**Items from a dataset:**
....
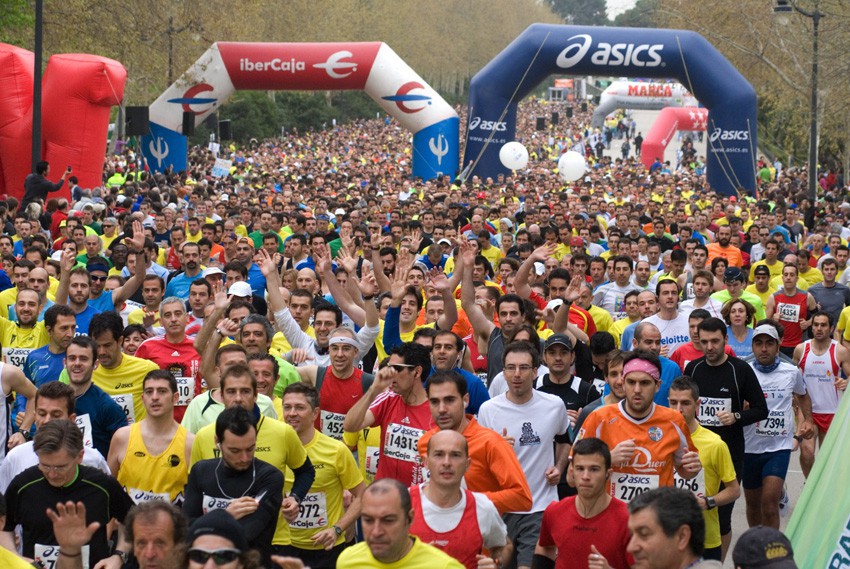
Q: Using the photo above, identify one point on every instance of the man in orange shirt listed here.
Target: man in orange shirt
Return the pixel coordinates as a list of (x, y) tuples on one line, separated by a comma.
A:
[(648, 442), (493, 466), (723, 249)]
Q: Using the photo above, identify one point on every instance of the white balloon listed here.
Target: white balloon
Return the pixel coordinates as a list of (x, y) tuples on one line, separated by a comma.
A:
[(513, 155), (571, 166)]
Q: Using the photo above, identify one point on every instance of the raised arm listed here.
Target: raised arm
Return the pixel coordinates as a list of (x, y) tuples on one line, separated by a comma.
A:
[(480, 323), (137, 246), (521, 282)]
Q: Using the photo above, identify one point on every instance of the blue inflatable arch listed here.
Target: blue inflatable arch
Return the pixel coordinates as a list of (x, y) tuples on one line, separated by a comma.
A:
[(543, 49)]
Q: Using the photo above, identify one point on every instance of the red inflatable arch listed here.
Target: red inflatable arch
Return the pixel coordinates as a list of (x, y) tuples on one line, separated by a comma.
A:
[(670, 120), (78, 92)]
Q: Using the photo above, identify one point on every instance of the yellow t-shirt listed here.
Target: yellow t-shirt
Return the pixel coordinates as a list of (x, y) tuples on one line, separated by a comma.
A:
[(716, 467), (18, 342), (147, 477), (322, 506), (601, 317), (277, 443), (494, 255), (420, 556), (124, 384)]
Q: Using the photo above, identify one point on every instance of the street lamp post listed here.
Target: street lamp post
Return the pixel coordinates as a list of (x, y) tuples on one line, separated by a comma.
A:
[(785, 6)]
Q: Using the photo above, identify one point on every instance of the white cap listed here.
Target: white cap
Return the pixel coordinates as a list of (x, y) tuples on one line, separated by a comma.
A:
[(767, 330), (240, 288)]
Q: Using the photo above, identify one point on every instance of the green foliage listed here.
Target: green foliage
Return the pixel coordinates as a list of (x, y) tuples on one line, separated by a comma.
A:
[(17, 18), (582, 12), (644, 14)]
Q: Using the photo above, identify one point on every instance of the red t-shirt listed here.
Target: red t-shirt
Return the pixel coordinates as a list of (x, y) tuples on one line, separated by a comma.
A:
[(182, 360), (573, 535), (687, 353), (336, 398), (401, 428)]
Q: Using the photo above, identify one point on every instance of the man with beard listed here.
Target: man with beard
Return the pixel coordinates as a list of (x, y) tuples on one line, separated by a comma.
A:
[(723, 249), (190, 256), (490, 338), (175, 353)]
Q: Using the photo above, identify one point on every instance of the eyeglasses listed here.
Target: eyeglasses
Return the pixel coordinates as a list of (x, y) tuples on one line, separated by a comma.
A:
[(45, 468), (219, 556)]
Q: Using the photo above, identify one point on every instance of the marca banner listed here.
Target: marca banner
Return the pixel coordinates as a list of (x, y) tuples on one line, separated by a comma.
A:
[(819, 528), (369, 66), (545, 49)]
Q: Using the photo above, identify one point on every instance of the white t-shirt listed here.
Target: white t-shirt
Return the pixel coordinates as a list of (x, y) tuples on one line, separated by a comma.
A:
[(777, 431), (534, 426), (23, 456), (674, 333), (713, 306), (610, 297), (443, 520)]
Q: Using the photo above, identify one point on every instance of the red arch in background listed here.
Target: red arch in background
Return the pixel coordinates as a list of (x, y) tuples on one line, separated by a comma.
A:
[(79, 91), (670, 120)]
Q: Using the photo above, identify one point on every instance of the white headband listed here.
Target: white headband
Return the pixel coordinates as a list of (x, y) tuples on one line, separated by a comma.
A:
[(344, 340)]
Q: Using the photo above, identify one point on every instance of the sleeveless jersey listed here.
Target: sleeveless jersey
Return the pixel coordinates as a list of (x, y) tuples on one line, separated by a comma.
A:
[(790, 310), (5, 416), (463, 543), (146, 477), (820, 373)]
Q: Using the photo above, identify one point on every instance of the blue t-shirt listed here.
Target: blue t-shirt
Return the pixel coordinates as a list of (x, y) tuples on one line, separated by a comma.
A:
[(179, 285), (106, 416)]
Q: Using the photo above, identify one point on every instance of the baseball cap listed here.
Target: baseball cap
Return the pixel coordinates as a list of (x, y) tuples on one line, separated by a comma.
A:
[(220, 523), (762, 546), (766, 330), (559, 340), (733, 274), (240, 288), (209, 271)]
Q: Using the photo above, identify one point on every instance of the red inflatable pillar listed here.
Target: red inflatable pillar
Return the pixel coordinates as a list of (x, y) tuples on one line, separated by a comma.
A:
[(79, 91), (16, 77), (670, 120)]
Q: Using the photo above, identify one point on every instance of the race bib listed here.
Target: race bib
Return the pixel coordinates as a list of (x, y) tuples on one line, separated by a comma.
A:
[(708, 409), (141, 496), (788, 312), (773, 426), (372, 456), (695, 484), (627, 487), (332, 424), (312, 512), (48, 555), (402, 442), (211, 503), (15, 356), (127, 404), (84, 424), (185, 391)]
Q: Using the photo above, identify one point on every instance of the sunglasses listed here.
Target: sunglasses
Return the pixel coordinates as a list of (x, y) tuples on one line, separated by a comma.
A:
[(219, 556)]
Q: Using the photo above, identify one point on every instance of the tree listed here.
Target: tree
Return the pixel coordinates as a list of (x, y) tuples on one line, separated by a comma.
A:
[(582, 12)]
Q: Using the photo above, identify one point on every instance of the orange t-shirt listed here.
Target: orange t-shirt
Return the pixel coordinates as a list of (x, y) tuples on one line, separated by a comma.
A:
[(493, 468), (661, 438)]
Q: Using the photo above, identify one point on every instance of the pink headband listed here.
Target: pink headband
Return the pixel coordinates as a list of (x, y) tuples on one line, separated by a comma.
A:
[(638, 364)]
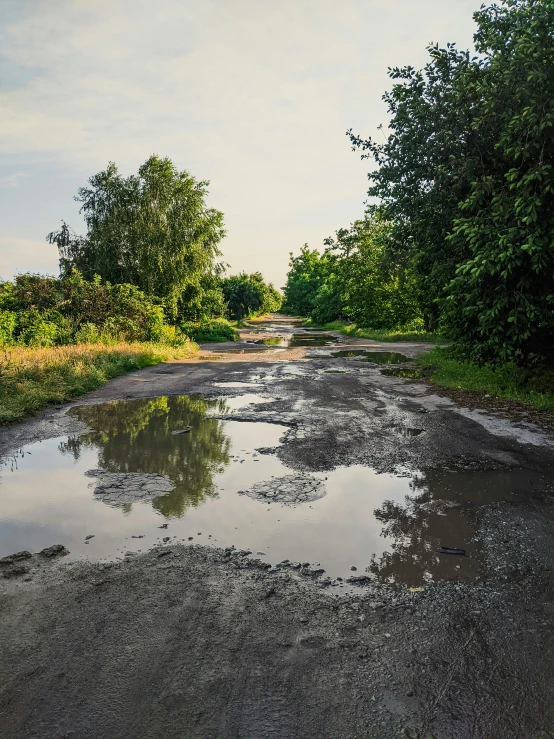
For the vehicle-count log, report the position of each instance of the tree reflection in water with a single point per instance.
(135, 436)
(420, 526)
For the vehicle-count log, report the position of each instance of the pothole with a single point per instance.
(132, 479)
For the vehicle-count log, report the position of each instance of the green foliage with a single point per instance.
(215, 330)
(8, 323)
(308, 272)
(32, 378)
(356, 279)
(501, 301)
(466, 179)
(248, 295)
(410, 332)
(45, 311)
(526, 385)
(152, 230)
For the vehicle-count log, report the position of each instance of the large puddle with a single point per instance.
(301, 339)
(170, 469)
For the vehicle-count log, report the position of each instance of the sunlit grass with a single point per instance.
(33, 378)
(351, 329)
(534, 387)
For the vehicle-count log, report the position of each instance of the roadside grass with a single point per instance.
(215, 329)
(531, 387)
(33, 378)
(351, 329)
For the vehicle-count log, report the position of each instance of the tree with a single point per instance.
(153, 230)
(249, 294)
(367, 284)
(466, 177)
(425, 165)
(308, 271)
(501, 301)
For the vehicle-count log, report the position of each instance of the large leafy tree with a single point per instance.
(152, 229)
(501, 303)
(425, 165)
(368, 283)
(307, 274)
(466, 177)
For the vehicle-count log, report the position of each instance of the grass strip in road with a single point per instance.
(33, 378)
(351, 329)
(533, 387)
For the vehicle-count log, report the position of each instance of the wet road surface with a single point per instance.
(285, 542)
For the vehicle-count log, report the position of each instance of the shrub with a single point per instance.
(50, 311)
(8, 322)
(217, 329)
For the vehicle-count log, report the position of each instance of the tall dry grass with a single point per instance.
(33, 378)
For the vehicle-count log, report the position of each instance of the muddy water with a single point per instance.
(293, 340)
(373, 357)
(170, 468)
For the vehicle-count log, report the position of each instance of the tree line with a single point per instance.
(461, 238)
(146, 269)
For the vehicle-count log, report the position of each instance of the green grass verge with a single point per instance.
(216, 329)
(350, 329)
(33, 378)
(531, 387)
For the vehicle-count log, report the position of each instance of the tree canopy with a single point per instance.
(153, 230)
(249, 294)
(465, 185)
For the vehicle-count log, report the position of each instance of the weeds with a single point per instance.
(33, 378)
(532, 387)
(397, 334)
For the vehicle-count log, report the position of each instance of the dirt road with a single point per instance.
(192, 640)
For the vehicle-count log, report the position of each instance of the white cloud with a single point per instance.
(26, 255)
(254, 96)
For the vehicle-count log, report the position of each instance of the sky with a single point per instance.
(253, 95)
....
**WHAT THIS TASK INVOLVES:** Since only lines holding the word "orange" matter, count them in the data above and report the number alone.

**ANSWER TO THIS EXERCISE:** 4